*What you have to do*
Word for word, the data below must be repeated in full; no picture is to be included.

++++++

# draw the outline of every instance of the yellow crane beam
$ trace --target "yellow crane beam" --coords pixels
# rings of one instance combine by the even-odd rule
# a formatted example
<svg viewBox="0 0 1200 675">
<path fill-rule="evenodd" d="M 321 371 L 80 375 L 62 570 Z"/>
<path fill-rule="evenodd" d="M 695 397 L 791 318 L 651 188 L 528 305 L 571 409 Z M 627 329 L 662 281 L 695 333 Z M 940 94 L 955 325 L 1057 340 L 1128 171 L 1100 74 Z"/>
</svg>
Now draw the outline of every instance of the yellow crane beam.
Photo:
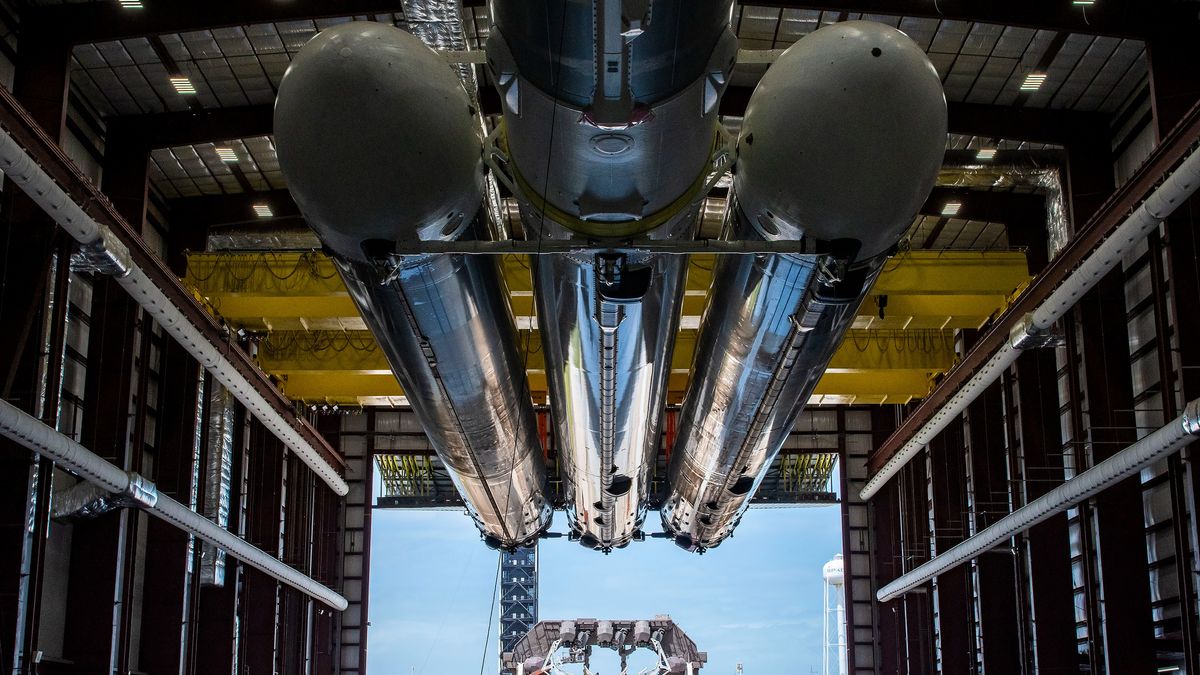
<svg viewBox="0 0 1200 675">
<path fill-rule="evenodd" d="M 692 256 L 668 400 L 687 388 L 696 328 L 708 301 L 715 256 Z M 513 314 L 528 339 L 530 389 L 544 400 L 544 353 L 536 330 L 526 256 L 506 255 Z M 1029 282 L 1014 252 L 909 251 L 894 257 L 829 370 L 817 402 L 894 403 L 925 396 L 954 362 L 954 329 L 978 328 Z M 235 328 L 262 331 L 258 359 L 283 392 L 306 402 L 387 404 L 403 396 L 330 259 L 318 252 L 196 253 L 184 282 Z"/>
<path fill-rule="evenodd" d="M 692 256 L 681 322 L 685 329 L 700 323 L 715 262 L 713 255 Z M 530 328 L 534 302 L 527 256 L 504 256 L 503 269 L 518 326 Z M 880 275 L 855 328 L 979 328 L 1029 279 L 1020 252 L 901 253 Z M 184 282 L 237 328 L 366 328 L 332 261 L 322 253 L 193 253 Z"/>
<path fill-rule="evenodd" d="M 546 395 L 544 352 L 538 333 L 522 331 L 529 387 Z M 681 331 L 671 357 L 668 402 L 683 400 L 694 358 L 696 331 Z M 259 344 L 259 366 L 283 393 L 305 402 L 358 404 L 395 399 L 404 392 L 383 352 L 367 331 L 355 333 L 279 331 Z M 851 330 L 817 386 L 822 396 L 873 402 L 905 402 L 929 392 L 930 379 L 954 363 L 949 331 Z"/>
</svg>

++++++

*Answer for the task*
# draw the outline of every instance of the yellow crane beam
$ trace --target "yellow crane beam" --coords pixels
# rings of one instance combine by the even-odd rule
# a formatted example
<svg viewBox="0 0 1200 675">
<path fill-rule="evenodd" d="M 321 371 L 80 375 L 62 570 Z"/>
<path fill-rule="evenodd" d="M 695 397 L 791 318 L 651 188 L 528 305 L 571 409 Z M 627 329 L 662 281 L 695 333 Z M 940 94 L 955 325 L 1057 340 L 1128 171 L 1100 74 Z"/>
</svg>
Now draw the outline of every instance of the yellow crane beam.
Photo:
<svg viewBox="0 0 1200 675">
<path fill-rule="evenodd" d="M 692 256 L 668 400 L 687 388 L 696 328 L 708 301 L 715 256 Z M 513 314 L 528 339 L 530 389 L 544 400 L 544 353 L 536 330 L 526 256 L 506 255 Z M 1029 282 L 1014 252 L 909 251 L 894 257 L 829 370 L 817 402 L 894 403 L 925 396 L 954 362 L 954 329 L 978 328 Z M 235 328 L 262 331 L 258 359 L 283 392 L 306 402 L 387 404 L 403 396 L 330 259 L 318 252 L 196 253 L 184 282 Z"/>
<path fill-rule="evenodd" d="M 692 256 L 681 322 L 685 329 L 700 323 L 715 262 L 713 255 Z M 530 328 L 534 302 L 527 256 L 504 256 L 503 269 L 518 326 Z M 880 275 L 855 328 L 979 328 L 1029 279 L 1020 252 L 901 253 Z M 184 282 L 237 328 L 366 328 L 332 261 L 322 253 L 193 253 Z"/>
<path fill-rule="evenodd" d="M 546 395 L 544 352 L 538 333 L 522 331 L 529 387 Z M 681 331 L 671 357 L 668 402 L 683 400 L 694 358 L 696 331 Z M 259 344 L 259 366 L 283 393 L 305 402 L 358 404 L 395 399 L 404 392 L 383 352 L 367 331 L 355 333 L 279 331 Z M 851 330 L 817 386 L 822 396 L 873 402 L 905 402 L 929 392 L 930 379 L 954 363 L 949 331 Z"/>
</svg>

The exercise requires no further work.